** Data for analysis follows **

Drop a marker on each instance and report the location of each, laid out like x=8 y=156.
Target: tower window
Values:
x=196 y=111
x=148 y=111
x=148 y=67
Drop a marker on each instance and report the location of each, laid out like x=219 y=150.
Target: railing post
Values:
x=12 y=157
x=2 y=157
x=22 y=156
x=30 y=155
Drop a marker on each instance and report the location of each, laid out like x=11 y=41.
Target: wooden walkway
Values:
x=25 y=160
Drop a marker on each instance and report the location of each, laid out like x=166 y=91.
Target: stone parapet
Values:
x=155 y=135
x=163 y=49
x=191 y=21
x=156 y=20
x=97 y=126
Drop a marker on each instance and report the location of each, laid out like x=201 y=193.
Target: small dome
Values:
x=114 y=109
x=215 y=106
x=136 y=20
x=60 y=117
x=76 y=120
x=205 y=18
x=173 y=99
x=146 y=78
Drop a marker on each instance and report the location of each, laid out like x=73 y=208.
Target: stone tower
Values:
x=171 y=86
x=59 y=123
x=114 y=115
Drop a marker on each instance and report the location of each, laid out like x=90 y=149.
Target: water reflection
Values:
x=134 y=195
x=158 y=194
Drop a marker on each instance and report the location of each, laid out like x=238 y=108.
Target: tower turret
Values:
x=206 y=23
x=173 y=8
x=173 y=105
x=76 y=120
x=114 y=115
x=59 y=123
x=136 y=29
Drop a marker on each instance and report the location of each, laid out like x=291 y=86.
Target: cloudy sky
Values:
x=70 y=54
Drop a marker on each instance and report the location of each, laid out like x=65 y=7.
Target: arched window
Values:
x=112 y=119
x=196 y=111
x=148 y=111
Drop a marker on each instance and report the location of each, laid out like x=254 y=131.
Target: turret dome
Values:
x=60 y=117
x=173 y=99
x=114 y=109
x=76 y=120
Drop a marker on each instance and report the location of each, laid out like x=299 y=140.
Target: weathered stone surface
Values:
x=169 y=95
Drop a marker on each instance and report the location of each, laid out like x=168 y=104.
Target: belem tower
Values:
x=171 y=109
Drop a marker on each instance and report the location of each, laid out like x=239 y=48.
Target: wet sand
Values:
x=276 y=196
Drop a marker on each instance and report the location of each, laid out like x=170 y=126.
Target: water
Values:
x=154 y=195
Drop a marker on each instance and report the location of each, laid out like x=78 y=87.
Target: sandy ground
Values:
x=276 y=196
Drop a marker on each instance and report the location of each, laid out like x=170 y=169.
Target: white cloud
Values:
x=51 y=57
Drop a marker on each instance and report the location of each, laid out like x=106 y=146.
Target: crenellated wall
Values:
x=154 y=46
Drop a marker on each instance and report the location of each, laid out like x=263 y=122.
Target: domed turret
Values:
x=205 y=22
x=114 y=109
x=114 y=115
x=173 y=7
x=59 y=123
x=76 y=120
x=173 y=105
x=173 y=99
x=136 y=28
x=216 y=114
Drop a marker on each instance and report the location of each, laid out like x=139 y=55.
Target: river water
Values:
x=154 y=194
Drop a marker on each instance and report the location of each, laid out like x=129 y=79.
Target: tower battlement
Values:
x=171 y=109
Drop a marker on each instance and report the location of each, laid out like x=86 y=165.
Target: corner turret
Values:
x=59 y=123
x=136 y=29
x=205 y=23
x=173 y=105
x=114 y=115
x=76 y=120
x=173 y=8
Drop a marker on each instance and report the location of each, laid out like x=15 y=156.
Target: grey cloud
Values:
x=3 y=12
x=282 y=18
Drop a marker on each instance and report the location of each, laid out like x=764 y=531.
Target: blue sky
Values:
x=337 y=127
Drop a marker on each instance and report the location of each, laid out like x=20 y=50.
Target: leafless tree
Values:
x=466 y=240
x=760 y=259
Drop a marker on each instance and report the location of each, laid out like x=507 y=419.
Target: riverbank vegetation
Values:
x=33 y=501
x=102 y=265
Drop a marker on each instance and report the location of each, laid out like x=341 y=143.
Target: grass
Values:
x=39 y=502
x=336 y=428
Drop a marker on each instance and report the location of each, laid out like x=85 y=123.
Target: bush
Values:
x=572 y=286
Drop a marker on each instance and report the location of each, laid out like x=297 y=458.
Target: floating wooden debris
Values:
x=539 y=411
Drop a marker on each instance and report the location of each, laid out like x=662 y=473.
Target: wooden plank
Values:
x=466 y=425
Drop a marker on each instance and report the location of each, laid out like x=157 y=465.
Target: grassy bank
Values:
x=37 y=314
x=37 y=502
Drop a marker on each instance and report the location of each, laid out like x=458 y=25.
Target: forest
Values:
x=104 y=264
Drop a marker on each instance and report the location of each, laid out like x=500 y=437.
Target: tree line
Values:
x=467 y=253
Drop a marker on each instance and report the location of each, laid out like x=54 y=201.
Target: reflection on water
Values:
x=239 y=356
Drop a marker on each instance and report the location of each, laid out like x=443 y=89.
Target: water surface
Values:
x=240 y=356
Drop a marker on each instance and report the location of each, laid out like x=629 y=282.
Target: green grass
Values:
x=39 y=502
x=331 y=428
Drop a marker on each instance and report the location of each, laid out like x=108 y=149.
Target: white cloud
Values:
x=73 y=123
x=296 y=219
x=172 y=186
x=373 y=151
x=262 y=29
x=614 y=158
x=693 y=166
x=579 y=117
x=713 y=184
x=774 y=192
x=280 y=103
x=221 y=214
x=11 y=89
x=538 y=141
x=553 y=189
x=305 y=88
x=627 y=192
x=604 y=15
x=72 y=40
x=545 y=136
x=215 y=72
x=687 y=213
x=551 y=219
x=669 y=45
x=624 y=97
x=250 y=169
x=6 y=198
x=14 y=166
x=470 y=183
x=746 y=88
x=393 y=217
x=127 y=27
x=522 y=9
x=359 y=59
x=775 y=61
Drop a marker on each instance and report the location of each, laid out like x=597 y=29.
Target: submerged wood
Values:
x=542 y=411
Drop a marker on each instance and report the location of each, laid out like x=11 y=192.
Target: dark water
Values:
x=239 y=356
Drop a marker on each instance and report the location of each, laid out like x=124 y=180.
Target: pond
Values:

** End of Data for analysis **

▶ **Task description**:
Each of the entries above is to be repeated exactly.

▶ **Response to this exercise**:
Drop a marker on each instance and report the location of each, laid out like x=8 y=156.
Target: tower window
Values:
x=196 y=111
x=148 y=111
x=148 y=67
Drop a marker on each instance and report the location of each, laid out like x=219 y=150.
Target: railing post
Values:
x=12 y=157
x=2 y=157
x=22 y=156
x=30 y=155
Drop a marker on each instance and report the location of each, laid out like x=11 y=41.
Target: wooden walkway
Values:
x=25 y=160
Drop a marker on each instance and report the location of each, laid out like x=166 y=91.
Target: stone parapet
Values:
x=155 y=135
x=163 y=49
x=191 y=21
x=156 y=20
x=97 y=126
Drop a marker on each instance and report the location of each, laid out like x=201 y=193.
Target: small dome
Values:
x=114 y=109
x=215 y=106
x=136 y=20
x=60 y=117
x=76 y=120
x=205 y=18
x=173 y=99
x=146 y=78
Drop a marker on each instance and report the location of each, laid out like x=73 y=208.
Target: stone tower
Values:
x=171 y=86
x=59 y=123
x=114 y=115
Drop a marker on each instance and report the location of each, laid out like x=90 y=149.
Target: water reflection
Values:
x=134 y=195
x=158 y=194
Drop a marker on each instance and report the location of each, laid out like x=238 y=108.
Target: tower turret
Values:
x=206 y=23
x=173 y=8
x=173 y=105
x=76 y=120
x=114 y=115
x=59 y=123
x=136 y=29
Drop a marker on each instance and report the location of each, laid out like x=291 y=86.
Target: cloudy sky
Values:
x=70 y=54
Drop a marker on each instance and report the location of each, laid out like x=65 y=7.
Target: arched window
Values:
x=112 y=119
x=196 y=111
x=148 y=111
Drop a marker on each instance and report the location of each, laid out like x=254 y=131.
Target: turret dome
Values:
x=60 y=117
x=173 y=99
x=114 y=109
x=76 y=120
Drop a marker on each instance and report the location of each, laid out like x=299 y=140.
Target: weathered stone surface
Values:
x=169 y=95
Drop a marker on each instance and report the location of each, laid out like x=168 y=104.
Target: belem tower
Values:
x=171 y=109
Drop a marker on each instance and report the location of each, laid out like x=239 y=48.
Target: wet sand
Values:
x=276 y=196
Drop a marker on each instance and report the location of each, laid out like x=170 y=126.
Target: water
Values:
x=154 y=195
Drop a marker on each instance and report the location of each, laid out like x=78 y=87.
Target: sandy ground
Values:
x=276 y=196
Drop a marker on each instance and report the location of each, laid out like x=170 y=169.
Target: white cloud
Values:
x=51 y=57
Drop a marker on each instance and report the location of each, laid out like x=106 y=146.
Target: crenellated wall
Values:
x=154 y=46
Drop a marker on each instance and report the location of each, laid out like x=263 y=122.
Target: domed turret
Values:
x=205 y=22
x=114 y=109
x=114 y=115
x=173 y=7
x=59 y=123
x=76 y=120
x=173 y=105
x=173 y=99
x=136 y=28
x=216 y=114
Drop a marker on each instance and report the location of each, laid out like x=139 y=55.
Target: river water
Values:
x=154 y=194
Drop a marker on each instance and report the location of each, laid out like x=129 y=79.
Target: tower battlement
Values:
x=171 y=109
Drop a marker on each instance and report the location of each, laid out like x=86 y=165.
Target: corner turret
Values:
x=59 y=123
x=136 y=29
x=205 y=23
x=173 y=105
x=114 y=115
x=76 y=120
x=173 y=8
Drop a marker on each instance and report the location of each, laid out like x=15 y=156.
Target: grey cloud
Values:
x=3 y=12
x=282 y=18
Drop a marker on each instance and report the location of each, laid out like x=764 y=531.
Target: blue sky
Values:
x=337 y=127
Drop a marker on each instance and report the location of each, laid out like x=20 y=50.
Target: leafless tree
Values:
x=466 y=240
x=760 y=259
Drop a marker on each instance and report the location of each, laid out like x=507 y=419.
Target: riverbank vegetation
Values:
x=33 y=501
x=102 y=265
Drop a marker on each instance and report the location of each, laid out like x=341 y=143.
Target: grass
Values:
x=39 y=502
x=336 y=428
Drop a marker on each instance and report the location of each, laid out like x=85 y=123.
Target: bush
Values:
x=572 y=286
Drop a marker on each instance and report the location of each, laid out like x=297 y=458.
Target: floating wooden debris
Values:
x=539 y=411
Drop a marker on each instance and report the location of each, laid out like x=662 y=473.
Target: wooden plank
Values:
x=466 y=425
Drop a marker on each instance and report the location of each, laid out like x=157 y=465.
Target: grassy bank
Values:
x=37 y=314
x=37 y=502
Drop a marker on each instance and report the location of each, laid out like x=458 y=25.
Target: forest
Values:
x=104 y=264
Drop a marker on each instance and report the location of each, laid out like x=500 y=437.
Target: tree line
Values:
x=467 y=253
Drop a marker on each instance and report the location of each, laid out like x=54 y=201.
Target: reflection on water
Values:
x=239 y=356
Drop a marker on each instance and report the location of each, laid out like x=443 y=89.
Target: water surface
Values:
x=240 y=356
Drop a marker on each instance and report the location of each, laid out like x=629 y=282.
Target: green grass
Values:
x=39 y=502
x=331 y=428
Drop a marker on each instance and report the location of each, laid out like x=108 y=149.
Target: white cloud
Values:
x=73 y=123
x=296 y=219
x=172 y=186
x=373 y=151
x=262 y=29
x=614 y=158
x=693 y=166
x=579 y=117
x=713 y=184
x=774 y=192
x=280 y=103
x=221 y=214
x=11 y=89
x=538 y=141
x=553 y=189
x=305 y=88
x=627 y=192
x=604 y=15
x=72 y=40
x=545 y=136
x=215 y=72
x=687 y=213
x=551 y=219
x=669 y=45
x=624 y=97
x=250 y=169
x=6 y=198
x=14 y=166
x=470 y=183
x=746 y=88
x=393 y=217
x=127 y=27
x=522 y=9
x=359 y=59
x=775 y=61
Drop a marker on each instance and report the location of each, laid out like x=597 y=29.
Target: submerged wood
Values:
x=542 y=411
Drop a marker on each instance and report the location of each, laid out like x=11 y=192.
Target: dark water
Values:
x=239 y=356
Drop a marker on each instance and report the location of each, laid out like x=124 y=180.
Target: pond
Values:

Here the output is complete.